## ASSIGNMENT
Give an exact copy of the lines of the records below, starting at the line containing "Per instance of the skin, set" and running to the end.

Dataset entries

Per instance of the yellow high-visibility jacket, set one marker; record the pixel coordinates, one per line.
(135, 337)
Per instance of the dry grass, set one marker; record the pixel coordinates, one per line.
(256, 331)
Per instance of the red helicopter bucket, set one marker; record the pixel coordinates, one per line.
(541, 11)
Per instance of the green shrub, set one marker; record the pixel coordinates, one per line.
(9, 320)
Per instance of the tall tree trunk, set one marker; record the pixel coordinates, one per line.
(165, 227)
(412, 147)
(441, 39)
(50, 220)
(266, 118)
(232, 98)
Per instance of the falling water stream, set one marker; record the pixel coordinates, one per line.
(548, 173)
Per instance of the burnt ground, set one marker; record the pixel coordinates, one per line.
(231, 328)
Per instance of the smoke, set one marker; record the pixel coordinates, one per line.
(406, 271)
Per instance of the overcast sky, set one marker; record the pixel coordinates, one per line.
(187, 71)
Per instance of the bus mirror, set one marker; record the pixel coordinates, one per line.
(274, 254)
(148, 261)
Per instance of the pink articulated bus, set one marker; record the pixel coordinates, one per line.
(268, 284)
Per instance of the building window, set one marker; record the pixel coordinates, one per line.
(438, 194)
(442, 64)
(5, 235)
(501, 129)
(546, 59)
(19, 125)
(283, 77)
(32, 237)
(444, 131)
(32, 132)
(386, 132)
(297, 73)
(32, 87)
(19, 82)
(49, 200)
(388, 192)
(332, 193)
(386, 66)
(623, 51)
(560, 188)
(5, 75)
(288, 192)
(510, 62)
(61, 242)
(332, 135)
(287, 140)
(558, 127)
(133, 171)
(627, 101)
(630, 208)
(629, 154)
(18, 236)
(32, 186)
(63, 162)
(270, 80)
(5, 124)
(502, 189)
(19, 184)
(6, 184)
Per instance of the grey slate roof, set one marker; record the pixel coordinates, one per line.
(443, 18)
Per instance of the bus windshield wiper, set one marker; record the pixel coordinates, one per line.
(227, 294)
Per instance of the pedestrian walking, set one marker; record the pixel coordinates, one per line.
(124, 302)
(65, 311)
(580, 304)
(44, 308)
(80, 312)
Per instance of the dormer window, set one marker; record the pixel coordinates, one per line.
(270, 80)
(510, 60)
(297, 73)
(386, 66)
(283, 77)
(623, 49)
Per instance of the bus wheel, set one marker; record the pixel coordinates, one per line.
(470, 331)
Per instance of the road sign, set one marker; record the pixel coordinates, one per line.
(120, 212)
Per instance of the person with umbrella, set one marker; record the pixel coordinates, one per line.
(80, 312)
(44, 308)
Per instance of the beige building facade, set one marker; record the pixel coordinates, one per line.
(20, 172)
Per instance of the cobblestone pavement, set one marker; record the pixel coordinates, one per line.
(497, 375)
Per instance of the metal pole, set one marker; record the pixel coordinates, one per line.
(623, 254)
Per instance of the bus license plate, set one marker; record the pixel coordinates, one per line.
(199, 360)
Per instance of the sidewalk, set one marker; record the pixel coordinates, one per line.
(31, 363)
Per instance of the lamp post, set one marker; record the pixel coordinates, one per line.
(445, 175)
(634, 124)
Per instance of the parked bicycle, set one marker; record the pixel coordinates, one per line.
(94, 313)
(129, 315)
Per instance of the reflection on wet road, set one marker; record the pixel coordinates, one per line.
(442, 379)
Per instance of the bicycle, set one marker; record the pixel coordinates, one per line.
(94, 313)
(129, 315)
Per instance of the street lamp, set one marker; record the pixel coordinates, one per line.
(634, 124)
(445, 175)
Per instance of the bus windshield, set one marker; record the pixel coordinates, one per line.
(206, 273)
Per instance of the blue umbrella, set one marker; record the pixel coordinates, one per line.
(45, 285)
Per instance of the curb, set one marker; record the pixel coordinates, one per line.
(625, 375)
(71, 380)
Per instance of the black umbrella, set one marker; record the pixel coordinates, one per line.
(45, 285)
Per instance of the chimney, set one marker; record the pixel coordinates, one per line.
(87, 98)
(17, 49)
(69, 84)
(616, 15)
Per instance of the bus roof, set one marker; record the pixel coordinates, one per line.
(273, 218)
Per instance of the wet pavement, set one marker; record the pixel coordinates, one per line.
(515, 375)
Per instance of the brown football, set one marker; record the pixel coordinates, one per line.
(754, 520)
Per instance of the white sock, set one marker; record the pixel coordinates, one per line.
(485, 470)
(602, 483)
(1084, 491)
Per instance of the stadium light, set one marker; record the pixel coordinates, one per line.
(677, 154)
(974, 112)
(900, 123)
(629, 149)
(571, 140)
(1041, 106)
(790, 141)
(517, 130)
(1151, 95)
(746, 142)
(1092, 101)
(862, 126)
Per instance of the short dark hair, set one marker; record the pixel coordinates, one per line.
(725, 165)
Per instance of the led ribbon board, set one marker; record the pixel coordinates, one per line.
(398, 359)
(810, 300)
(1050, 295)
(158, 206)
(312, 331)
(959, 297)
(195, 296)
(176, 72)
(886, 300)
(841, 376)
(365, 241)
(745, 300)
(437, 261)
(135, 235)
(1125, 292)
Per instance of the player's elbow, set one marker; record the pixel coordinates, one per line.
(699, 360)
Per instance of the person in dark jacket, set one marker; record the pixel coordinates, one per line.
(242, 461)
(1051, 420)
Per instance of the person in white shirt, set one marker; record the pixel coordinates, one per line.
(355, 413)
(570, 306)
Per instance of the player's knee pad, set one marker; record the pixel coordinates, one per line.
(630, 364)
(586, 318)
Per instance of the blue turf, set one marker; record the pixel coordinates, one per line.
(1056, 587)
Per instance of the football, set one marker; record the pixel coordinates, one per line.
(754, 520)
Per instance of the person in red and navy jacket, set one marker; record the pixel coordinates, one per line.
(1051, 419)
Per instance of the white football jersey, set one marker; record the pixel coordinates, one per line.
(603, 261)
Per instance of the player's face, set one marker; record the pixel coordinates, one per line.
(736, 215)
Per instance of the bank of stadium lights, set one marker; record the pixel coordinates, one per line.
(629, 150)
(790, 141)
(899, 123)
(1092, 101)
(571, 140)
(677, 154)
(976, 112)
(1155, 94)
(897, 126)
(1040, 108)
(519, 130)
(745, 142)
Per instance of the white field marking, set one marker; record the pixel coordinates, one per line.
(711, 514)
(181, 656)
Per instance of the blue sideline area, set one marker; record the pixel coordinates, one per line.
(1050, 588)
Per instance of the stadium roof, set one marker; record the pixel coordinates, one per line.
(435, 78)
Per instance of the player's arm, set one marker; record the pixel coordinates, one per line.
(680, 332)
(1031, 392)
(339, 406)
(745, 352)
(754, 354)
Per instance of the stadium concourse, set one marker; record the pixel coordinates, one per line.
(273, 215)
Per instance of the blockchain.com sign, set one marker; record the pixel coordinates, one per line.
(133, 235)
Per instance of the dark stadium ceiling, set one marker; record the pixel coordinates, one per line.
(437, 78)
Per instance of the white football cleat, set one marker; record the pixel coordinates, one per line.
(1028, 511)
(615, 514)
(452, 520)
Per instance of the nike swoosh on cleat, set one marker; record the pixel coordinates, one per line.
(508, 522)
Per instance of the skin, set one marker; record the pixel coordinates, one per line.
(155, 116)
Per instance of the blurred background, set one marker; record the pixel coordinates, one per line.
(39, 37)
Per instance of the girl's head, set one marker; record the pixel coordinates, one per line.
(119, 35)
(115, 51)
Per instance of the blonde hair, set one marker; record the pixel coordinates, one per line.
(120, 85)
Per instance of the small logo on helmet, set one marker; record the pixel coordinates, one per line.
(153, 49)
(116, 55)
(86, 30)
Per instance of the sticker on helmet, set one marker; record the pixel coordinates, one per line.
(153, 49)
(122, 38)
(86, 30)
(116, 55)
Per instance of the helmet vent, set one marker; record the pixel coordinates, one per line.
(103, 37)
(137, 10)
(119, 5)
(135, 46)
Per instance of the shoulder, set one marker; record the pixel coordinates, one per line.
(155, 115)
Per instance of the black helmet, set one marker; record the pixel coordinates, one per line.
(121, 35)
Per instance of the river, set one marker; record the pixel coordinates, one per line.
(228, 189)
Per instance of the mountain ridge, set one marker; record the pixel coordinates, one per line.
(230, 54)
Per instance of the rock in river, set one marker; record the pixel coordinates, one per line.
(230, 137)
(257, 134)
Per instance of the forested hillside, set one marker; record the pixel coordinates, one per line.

## ANSWER FOR THE TASK
Per instance of the skin, set one marker; record the pixel coordinates, one per line.
(155, 116)
Per instance of the blurred background, set one marker; record the pixel coordinates, one per line.
(39, 37)
Per instance of the girl's head, set one marker; record the pixel coordinates, one per line.
(119, 35)
(115, 51)
Per instance of the blonde hair, set one marker; record the pixel coordinates, one per line.
(120, 85)
Per instance of the small logo on helmet, set one marker; record the pixel coordinates, one per line.
(153, 49)
(116, 55)
(86, 30)
Per instance of the sticker on helmet, set one marker; record the pixel coordinates, one per line.
(153, 49)
(122, 38)
(86, 30)
(116, 55)
Per instance of the helmet vent, set one marker; record the pixel coordinates, one per line.
(103, 37)
(137, 10)
(119, 5)
(135, 46)
Per instance of the shoulder, set one marker; record the pixel coordinates, one per line.
(155, 115)
Per instance of the black helmet, set one marker; record the pixel coordinates, one per line.
(121, 35)
Per instance of the river, set one marker; record the pixel coordinates, one per line.
(228, 189)
Per instance of the mountain ridge, set one marker; record the pixel coordinates, one per line.
(230, 54)
Per instance of the rock in river, set one marker; record the pixel coordinates, one per line.
(230, 137)
(257, 134)
Per instance of the forested hillside, set one marker; record the pixel coordinates, one per line.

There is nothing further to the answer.